# Exercise set
1. In the passage about the Egglestons, why did Samuel stay behind in the Council Bluffs area, according to family tradition?
2. Retype the passage about the Egglestons from "It appears that" up to and including "obtaining a Patent.".
3. Write what comes next in the passage about the Egglestons, starting after its last sentence.

# Article
..........

The Egglestons moved back across the Missouri River to Council Bluffs after the first of the Saints left for the Salt Lake Valley. They stayed in the Council Bluffs area for 13 years, long past the time most of the Saints had gone to Utah.

Life in Pottawattamie County, Iowa

Family tradition says that Samuel was asked by Brigham Young to remain to make shoes for the saints who would be traveling west. County Histories and Newspapers mention Samuel Eggleston as having one of the first businesses in Crescent City, and advertising in Council Bluffs and Kanesville as Boot and Shoemaker. They first lived in Council Bluffs, then later in Crescent City, a new town formed nearby. Samuel was elected Justice of the Peace in the first election held in Pottawattamie County, which office he held for 10 years. He also served as Postmaster and Notary Public.

President Gordon B. Hinckley quoted Wallace Stegner as stating about the Mormons of that time and place:

“They transformed the Missouri at Council Bluffs from a trading post and an Indian agency into an outpost of civilization, founded settlements on both sides of the river and made Winter Quarters. . . and later Kanesville. . . into outfitting points that rivaled Independence, Westport, and St. Joseph.” (“The Gathering of Zion: The Story of the Mormon Trail” (1964) 6-7, quoted in “True to the Faith” by President Gordon B. Hinckley Ensign May 1997 p. 65.)

It appears that Samuel and Lurania were part of this civilizing influence and took an active part in the established community of these growing frontier towns. Many of the other early settlers of the Council Bluffs area were also Mormons. The first schools in the area were established by Mormon settlers, which schools Lurania’s children would have attended.

Samuel and Lurania owned a good deal of land in Pottawattamie County. Lurania became a land owner in her own right, obtaining a Patent.

Patent signed by President James Buchanan granting land to Lurania P Eggleston

It has been suggested that many stayed in Iowa because they did not agree with Brigham Young’s plan to move west. Many did go on to the Salt Lake Valley in later years, though some did remain. Pottawattamie County newspapers printed news from Salt Lake City and about the Pioneer Companies heading to Zion, so they apparently maintained close contact with the Saints in Utah. It must have been difficult for Lurania to see friends from Nauvoo leave, then later see many emigrant companies of Saints from Europe stop there as they prepared to go west.

..........

Rows pointing to named objects
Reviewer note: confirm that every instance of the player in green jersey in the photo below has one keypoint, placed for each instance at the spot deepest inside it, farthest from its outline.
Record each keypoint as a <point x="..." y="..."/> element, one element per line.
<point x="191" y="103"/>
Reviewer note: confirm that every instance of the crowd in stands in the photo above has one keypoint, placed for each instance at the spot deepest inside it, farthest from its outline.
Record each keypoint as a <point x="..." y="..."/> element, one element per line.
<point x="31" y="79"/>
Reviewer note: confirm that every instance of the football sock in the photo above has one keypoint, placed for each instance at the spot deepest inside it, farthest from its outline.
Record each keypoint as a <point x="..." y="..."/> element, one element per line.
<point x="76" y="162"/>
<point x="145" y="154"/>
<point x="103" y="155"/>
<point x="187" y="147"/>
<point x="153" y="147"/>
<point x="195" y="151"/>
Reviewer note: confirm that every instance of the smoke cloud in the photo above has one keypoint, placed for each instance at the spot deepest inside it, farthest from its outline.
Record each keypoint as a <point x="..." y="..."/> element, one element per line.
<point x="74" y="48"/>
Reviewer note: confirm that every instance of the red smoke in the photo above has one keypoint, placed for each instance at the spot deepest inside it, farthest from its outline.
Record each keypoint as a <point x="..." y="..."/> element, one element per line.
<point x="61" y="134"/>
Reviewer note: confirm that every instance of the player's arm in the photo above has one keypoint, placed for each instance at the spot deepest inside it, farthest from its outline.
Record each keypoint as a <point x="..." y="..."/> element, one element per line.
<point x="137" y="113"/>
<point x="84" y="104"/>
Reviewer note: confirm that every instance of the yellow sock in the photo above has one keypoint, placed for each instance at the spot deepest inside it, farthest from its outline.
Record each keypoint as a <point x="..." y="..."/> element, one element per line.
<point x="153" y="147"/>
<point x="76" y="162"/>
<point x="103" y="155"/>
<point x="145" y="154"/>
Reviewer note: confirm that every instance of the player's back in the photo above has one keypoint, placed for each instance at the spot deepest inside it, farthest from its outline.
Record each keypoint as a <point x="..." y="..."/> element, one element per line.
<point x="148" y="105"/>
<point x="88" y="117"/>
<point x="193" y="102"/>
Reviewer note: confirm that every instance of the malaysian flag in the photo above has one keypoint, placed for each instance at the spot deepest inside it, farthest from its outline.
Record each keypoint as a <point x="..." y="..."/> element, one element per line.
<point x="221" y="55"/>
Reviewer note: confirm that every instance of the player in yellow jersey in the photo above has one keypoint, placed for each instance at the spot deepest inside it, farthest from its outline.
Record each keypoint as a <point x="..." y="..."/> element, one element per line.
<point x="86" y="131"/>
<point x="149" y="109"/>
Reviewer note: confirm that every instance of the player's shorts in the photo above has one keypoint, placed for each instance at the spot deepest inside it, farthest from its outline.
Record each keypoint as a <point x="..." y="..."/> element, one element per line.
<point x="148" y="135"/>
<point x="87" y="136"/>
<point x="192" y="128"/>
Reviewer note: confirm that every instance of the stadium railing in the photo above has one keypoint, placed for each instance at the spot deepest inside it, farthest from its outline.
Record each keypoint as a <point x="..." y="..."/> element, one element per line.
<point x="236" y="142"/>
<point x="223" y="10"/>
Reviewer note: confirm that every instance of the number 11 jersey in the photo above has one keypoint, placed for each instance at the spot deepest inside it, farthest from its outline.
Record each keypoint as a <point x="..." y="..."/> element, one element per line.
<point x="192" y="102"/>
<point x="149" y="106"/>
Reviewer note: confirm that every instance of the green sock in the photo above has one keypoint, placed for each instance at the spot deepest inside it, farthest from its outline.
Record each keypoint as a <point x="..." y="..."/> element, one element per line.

..........

# Responses
1. According to family tradition, Brigham Young asked Samuel to stay and make shoes for the Saints who would be traveling west.

2.
It appears that Samuel and Lurania were part of this civilizing influence and took an active part in the established community of these growing frontier towns. Many of the other early settlers of the Council Bluffs area were also Mormons. The first schools in the area were established by Mormon settlers, which schools Lurania’s children would have attended.

Samuel and Lurania owned a good deal of land in Pottawattamie County. Lurania became a land owner in her own right, obtaining a Patent.

3.
While living in Council Bluffs, Lurania’s last child and only daughter was born September 22, 1849. They named her Mary Elizabeth after her grandmothers Mary Titus Burgess and Elizabeth Hill Eggleston. The family suffered another loss when their son Harvey died February 12, 1854.

Their oldest living son, Rueben was married July 15, 1856 to Emiline Allen and went with his young wife and baby to Utah in 1860. Their son Orson left in 1861 to go to the Salt Lake Valley. He made return trips to help other companies, so it would be likely that he returned the following year to assist his family. Samuel and Lurania arrived in Utah in 1862 with the James Wareham Company.

The Deseret News reported, 16 September 1862 –The day was warm in G. S. L. City. Elder Amasa  M. Lyman & Charles C. Rich & Co arrived in Salt Lake. Capt James Wareham’s Independent Co. members—Samuel, Lurania, Orson H. & Mary E. Edwin, Eliza R. Charlotte & John H. (Journal History 16 Sep 1862)

Life and Death in Ogden, Utah

In Ogden, Samuel and Lurania were members of the Second Ward. Records indicate that they lived on the north side of 6th Street between Franklin and Wall Streets, which is now 26th Street between Lincoln and Wall.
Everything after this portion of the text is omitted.